=== RECORDS ===
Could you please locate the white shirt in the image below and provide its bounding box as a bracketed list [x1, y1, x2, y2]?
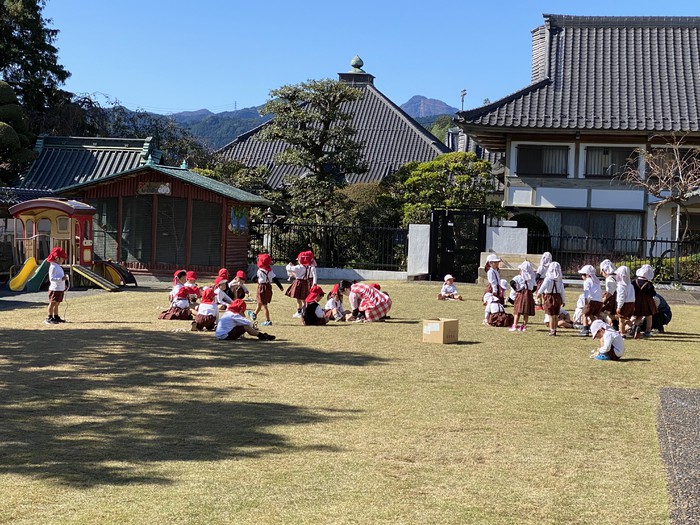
[583, 275, 603, 302]
[538, 277, 566, 303]
[49, 261, 66, 292]
[617, 282, 635, 310]
[197, 303, 219, 315]
[214, 286, 233, 305]
[216, 310, 253, 339]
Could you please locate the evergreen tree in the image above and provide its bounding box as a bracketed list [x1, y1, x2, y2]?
[0, 81, 36, 186]
[259, 80, 367, 222]
[0, 0, 70, 120]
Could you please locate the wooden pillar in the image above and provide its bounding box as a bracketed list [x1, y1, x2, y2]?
[150, 193, 158, 268]
[185, 194, 192, 268]
[117, 193, 126, 263]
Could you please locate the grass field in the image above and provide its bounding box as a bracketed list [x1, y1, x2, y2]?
[0, 282, 700, 524]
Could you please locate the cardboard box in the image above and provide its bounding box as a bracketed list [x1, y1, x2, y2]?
[423, 318, 459, 344]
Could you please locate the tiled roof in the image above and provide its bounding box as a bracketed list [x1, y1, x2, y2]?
[21, 137, 160, 189]
[0, 188, 53, 207]
[458, 15, 700, 149]
[56, 164, 272, 206]
[219, 80, 450, 188]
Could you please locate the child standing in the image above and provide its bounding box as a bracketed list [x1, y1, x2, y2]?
[285, 250, 316, 317]
[438, 273, 462, 301]
[324, 284, 350, 321]
[214, 276, 233, 312]
[44, 246, 68, 324]
[228, 270, 250, 299]
[483, 292, 513, 328]
[168, 270, 187, 302]
[600, 259, 617, 324]
[578, 264, 603, 337]
[158, 286, 193, 321]
[615, 266, 635, 337]
[254, 253, 284, 326]
[216, 299, 275, 341]
[591, 319, 625, 361]
[192, 286, 219, 332]
[509, 261, 535, 332]
[537, 261, 566, 336]
[301, 286, 333, 326]
[484, 253, 505, 304]
[632, 264, 658, 339]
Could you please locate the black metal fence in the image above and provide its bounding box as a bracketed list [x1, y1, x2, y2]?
[248, 222, 408, 271]
[528, 232, 700, 283]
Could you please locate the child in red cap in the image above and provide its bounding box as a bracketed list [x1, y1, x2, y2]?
[158, 286, 193, 321]
[192, 286, 219, 332]
[44, 246, 68, 324]
[301, 286, 333, 326]
[253, 253, 283, 326]
[228, 270, 250, 299]
[216, 299, 275, 341]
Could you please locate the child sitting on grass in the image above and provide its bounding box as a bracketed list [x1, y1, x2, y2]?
[216, 299, 275, 341]
[438, 273, 462, 301]
[591, 319, 625, 361]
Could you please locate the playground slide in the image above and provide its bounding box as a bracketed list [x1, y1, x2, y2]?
[25, 259, 51, 292]
[95, 261, 138, 286]
[9, 257, 37, 292]
[72, 264, 119, 292]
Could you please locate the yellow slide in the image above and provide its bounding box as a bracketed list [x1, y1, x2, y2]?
[9, 257, 37, 292]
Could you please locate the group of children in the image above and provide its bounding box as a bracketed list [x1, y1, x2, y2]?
[464, 252, 671, 360]
[159, 250, 391, 340]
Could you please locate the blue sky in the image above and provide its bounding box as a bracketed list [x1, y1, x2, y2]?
[44, 0, 700, 113]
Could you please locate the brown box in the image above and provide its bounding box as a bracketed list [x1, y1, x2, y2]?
[423, 318, 459, 344]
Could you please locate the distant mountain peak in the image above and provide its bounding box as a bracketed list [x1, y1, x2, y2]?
[401, 95, 459, 118]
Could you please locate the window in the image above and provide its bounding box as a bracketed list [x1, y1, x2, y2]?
[516, 145, 569, 176]
[586, 146, 638, 177]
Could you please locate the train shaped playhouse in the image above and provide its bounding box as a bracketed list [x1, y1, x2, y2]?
[8, 197, 137, 292]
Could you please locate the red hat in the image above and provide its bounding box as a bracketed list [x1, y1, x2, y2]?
[297, 250, 314, 266]
[46, 246, 68, 262]
[258, 253, 272, 272]
[227, 299, 246, 314]
[202, 286, 214, 304]
[306, 286, 325, 303]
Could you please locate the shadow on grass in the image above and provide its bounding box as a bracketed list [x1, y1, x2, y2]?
[0, 327, 386, 487]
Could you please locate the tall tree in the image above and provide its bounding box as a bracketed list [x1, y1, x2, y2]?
[259, 80, 367, 222]
[0, 0, 70, 119]
[0, 81, 36, 186]
[381, 152, 504, 225]
[620, 137, 700, 246]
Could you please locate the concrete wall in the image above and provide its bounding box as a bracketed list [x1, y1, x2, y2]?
[406, 224, 430, 275]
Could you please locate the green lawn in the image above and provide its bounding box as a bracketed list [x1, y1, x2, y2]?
[0, 282, 700, 525]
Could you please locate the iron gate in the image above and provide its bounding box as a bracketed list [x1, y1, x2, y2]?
[430, 210, 486, 283]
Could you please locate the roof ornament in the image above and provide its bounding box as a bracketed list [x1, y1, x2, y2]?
[348, 55, 366, 73]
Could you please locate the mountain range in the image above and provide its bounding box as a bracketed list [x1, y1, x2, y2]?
[169, 95, 459, 149]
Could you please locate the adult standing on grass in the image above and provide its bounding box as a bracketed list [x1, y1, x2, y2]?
[44, 246, 68, 324]
[537, 261, 566, 335]
[339, 280, 391, 323]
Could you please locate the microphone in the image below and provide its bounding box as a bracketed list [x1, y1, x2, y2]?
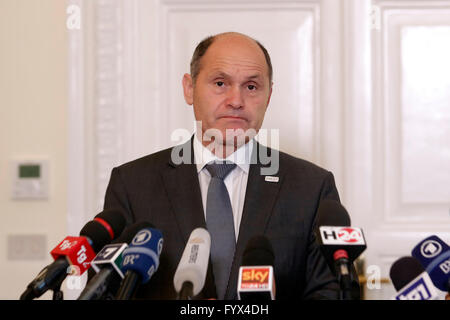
[389, 257, 438, 300]
[116, 228, 163, 300]
[173, 228, 211, 300]
[78, 222, 152, 300]
[237, 236, 275, 301]
[316, 199, 367, 300]
[20, 210, 125, 300]
[412, 235, 450, 293]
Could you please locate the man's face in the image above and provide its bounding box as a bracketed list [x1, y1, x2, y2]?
[183, 35, 272, 143]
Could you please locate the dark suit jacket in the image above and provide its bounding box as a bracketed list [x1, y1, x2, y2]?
[104, 139, 339, 299]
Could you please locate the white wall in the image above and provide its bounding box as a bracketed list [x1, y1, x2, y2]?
[0, 0, 68, 299]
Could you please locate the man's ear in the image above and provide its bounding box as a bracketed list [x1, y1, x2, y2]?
[266, 81, 273, 110]
[183, 73, 194, 105]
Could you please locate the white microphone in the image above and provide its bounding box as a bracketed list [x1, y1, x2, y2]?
[173, 228, 211, 300]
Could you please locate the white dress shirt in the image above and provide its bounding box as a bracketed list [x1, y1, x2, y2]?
[193, 135, 254, 241]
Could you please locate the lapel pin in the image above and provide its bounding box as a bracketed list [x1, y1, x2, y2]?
[265, 176, 280, 182]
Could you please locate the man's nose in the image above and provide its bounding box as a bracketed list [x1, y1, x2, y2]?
[227, 86, 244, 109]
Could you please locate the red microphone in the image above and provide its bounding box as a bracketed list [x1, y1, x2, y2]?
[20, 210, 126, 300]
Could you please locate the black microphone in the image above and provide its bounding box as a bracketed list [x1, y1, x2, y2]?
[389, 257, 439, 300]
[78, 222, 152, 300]
[315, 199, 367, 300]
[116, 228, 163, 300]
[237, 236, 275, 301]
[20, 210, 125, 300]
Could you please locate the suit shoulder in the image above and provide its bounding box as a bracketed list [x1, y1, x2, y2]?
[117, 147, 173, 172]
[279, 151, 330, 176]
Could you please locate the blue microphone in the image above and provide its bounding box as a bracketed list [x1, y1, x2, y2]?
[116, 228, 163, 300]
[412, 235, 450, 292]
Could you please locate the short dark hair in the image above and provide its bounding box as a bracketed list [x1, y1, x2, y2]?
[191, 34, 273, 84]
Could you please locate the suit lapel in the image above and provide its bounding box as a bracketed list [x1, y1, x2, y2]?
[225, 143, 283, 299]
[161, 139, 206, 243]
[161, 136, 216, 299]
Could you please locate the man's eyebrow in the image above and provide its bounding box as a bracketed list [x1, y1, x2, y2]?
[210, 71, 263, 80]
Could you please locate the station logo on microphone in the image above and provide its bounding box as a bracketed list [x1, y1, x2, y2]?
[240, 267, 270, 289]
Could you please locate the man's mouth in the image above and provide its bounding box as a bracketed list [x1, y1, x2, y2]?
[220, 116, 247, 121]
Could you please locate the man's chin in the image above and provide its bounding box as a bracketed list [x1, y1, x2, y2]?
[203, 128, 257, 149]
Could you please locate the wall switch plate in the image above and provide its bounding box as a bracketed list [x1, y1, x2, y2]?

=== YOUR INSTRUCTIONS ===
Could you repeat word for word the rows between the line holding "Could you please locate the mountain" and the line holding "[169, 95, 459, 149]", inclusive, and nothing else?

=== RESPONSE TO THIS EXERCISE ===
Could you please locate the mountain range in the image above and provide its bounding box as a bracketed list [x1, y1, x2, y2]?
[169, 95, 459, 149]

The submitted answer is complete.